» **GOAL**
Could you give the data below again, exactly and completely?

****************

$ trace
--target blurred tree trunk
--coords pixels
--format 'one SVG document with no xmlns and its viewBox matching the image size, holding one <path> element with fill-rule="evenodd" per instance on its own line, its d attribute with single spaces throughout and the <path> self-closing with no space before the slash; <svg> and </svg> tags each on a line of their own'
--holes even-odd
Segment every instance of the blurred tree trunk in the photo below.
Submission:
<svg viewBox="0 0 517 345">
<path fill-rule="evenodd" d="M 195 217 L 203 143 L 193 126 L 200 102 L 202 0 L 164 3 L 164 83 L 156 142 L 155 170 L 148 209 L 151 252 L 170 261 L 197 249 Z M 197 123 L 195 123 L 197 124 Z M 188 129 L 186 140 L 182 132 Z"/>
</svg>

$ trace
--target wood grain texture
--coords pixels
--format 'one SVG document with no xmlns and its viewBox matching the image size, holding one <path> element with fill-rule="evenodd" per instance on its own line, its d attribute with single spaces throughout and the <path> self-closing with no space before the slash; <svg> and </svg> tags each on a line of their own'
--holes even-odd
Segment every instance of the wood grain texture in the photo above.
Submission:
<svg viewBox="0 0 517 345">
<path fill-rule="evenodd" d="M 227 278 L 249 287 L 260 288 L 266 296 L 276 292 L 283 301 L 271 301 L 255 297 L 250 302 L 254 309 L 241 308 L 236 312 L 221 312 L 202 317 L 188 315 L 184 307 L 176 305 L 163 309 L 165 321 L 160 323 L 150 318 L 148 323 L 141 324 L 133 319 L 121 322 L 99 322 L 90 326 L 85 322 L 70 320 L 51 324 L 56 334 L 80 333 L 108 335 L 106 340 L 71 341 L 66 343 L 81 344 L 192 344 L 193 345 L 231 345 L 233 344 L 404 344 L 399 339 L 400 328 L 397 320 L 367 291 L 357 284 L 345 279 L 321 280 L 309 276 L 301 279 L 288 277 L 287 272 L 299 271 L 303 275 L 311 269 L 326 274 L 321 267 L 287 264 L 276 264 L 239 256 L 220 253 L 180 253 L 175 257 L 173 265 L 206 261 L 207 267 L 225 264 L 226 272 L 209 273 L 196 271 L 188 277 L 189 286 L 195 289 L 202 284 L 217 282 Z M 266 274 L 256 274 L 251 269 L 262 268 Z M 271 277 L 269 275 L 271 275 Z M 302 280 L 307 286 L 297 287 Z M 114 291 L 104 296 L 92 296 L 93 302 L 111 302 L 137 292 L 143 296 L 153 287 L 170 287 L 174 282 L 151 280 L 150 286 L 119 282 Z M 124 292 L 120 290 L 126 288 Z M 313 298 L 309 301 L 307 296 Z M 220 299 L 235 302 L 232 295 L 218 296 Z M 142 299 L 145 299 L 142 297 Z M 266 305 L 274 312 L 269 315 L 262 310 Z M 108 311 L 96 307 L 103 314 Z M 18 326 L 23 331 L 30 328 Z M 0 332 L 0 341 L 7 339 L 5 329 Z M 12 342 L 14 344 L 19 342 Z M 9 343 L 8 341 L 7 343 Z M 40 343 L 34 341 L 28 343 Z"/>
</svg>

****************

» **ANSWER TO THE TASK**
$ trace
--target blurred tree trunk
--coords pixels
--format 'one SVG document with no xmlns and its viewBox matching the image size, holding one <path> element with fill-rule="evenodd" per instance on its own line, its d attribute with single spaces throughout and the <path> self-closing with no space before the slash; <svg> and </svg> tags each on a line of their own'
--holes even-odd
Segment every instance of the blurred tree trunk in the photo below.
Submission:
<svg viewBox="0 0 517 345">
<path fill-rule="evenodd" d="M 195 217 L 203 143 L 193 126 L 200 102 L 202 0 L 164 3 L 164 83 L 156 142 L 155 170 L 148 209 L 151 252 L 170 261 L 197 249 Z M 197 123 L 195 123 L 197 124 Z M 188 129 L 186 140 L 182 132 Z"/>
</svg>

$ trace
--target wood grain texture
--coords pixels
--format 'one SVG document with no xmlns and its viewBox matching the image size, holding one <path> element with fill-rule="evenodd" per instance on its own line, its d attribute with single spaces throughout and the <path> self-closing with no space before the slash; <svg> and </svg> tags each on a line of their own'
--holes even-odd
Segment every instance of the wood grain texture in the photo above.
Submission:
<svg viewBox="0 0 517 345">
<path fill-rule="evenodd" d="M 227 278 L 249 287 L 260 288 L 266 296 L 276 292 L 283 301 L 271 301 L 255 297 L 250 302 L 254 309 L 241 308 L 236 312 L 221 312 L 202 317 L 188 315 L 184 307 L 176 305 L 163 309 L 165 321 L 160 323 L 150 318 L 148 323 L 141 324 L 133 319 L 121 322 L 99 322 L 90 326 L 85 322 L 70 320 L 51 324 L 56 334 L 80 333 L 108 335 L 106 340 L 71 341 L 66 343 L 81 344 L 192 344 L 193 345 L 231 345 L 233 344 L 404 344 L 399 339 L 400 328 L 397 320 L 367 291 L 357 284 L 345 279 L 321 280 L 309 276 L 301 279 L 288 277 L 287 272 L 299 271 L 303 275 L 311 269 L 326 274 L 321 267 L 287 264 L 276 264 L 239 256 L 220 253 L 180 253 L 175 257 L 173 265 L 206 261 L 207 267 L 225 264 L 226 272 L 209 273 L 196 271 L 188 277 L 189 286 L 195 289 L 202 284 L 217 282 Z M 266 274 L 256 274 L 251 269 L 262 268 Z M 271 277 L 269 275 L 271 275 Z M 302 280 L 307 286 L 297 287 Z M 114 291 L 104 296 L 92 296 L 93 302 L 111 302 L 137 292 L 143 296 L 153 287 L 170 287 L 174 282 L 151 280 L 150 286 L 119 282 Z M 124 292 L 120 290 L 126 288 Z M 313 298 L 309 301 L 307 296 Z M 220 299 L 235 302 L 232 295 L 218 296 Z M 142 299 L 145 299 L 142 297 Z M 266 305 L 274 312 L 269 315 L 262 310 Z M 108 311 L 96 307 L 103 314 Z M 18 326 L 23 331 L 30 328 Z M 0 332 L 0 341 L 7 339 L 5 329 Z M 12 342 L 14 344 L 19 342 Z M 9 343 L 8 341 L 7 343 Z M 40 343 L 34 341 L 28 343 Z"/>
</svg>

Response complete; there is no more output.